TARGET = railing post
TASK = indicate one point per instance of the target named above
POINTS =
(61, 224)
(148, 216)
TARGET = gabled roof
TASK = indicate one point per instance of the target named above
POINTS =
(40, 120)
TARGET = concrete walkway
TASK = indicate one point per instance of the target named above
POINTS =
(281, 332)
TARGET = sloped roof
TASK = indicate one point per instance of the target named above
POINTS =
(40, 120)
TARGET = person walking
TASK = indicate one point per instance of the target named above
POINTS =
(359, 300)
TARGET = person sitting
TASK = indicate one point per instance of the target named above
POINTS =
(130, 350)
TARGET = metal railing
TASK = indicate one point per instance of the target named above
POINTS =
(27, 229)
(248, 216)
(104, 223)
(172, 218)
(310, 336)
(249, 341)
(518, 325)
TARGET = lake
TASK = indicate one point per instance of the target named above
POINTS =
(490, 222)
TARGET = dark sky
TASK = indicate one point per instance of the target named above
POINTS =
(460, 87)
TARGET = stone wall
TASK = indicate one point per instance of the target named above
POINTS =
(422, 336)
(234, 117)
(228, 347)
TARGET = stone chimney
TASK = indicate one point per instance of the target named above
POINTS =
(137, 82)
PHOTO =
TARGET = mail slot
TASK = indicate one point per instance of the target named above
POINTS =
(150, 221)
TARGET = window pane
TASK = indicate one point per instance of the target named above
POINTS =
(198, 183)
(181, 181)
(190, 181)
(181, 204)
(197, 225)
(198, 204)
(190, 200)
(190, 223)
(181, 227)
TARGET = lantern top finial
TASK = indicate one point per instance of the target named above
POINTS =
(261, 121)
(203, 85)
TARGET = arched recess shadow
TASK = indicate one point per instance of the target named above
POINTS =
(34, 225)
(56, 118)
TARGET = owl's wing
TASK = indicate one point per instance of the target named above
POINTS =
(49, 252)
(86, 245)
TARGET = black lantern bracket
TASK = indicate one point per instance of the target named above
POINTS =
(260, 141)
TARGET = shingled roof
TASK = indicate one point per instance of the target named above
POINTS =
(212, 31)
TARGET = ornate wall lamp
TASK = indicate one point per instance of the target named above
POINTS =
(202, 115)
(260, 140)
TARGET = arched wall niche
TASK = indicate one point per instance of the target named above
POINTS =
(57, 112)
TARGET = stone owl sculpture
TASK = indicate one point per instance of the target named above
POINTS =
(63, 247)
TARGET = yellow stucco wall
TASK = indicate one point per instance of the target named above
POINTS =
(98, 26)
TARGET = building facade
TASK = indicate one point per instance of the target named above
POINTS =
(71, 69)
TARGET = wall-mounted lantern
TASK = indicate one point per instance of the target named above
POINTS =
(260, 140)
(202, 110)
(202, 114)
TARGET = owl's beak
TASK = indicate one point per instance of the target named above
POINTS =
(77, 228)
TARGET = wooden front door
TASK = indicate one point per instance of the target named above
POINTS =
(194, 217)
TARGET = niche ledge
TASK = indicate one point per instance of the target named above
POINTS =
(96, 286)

______

About this task> Find the word "niche" in the records and pull out each line that has it.

Task result>
TARGET = arched wall niche
TARGET = niche ledge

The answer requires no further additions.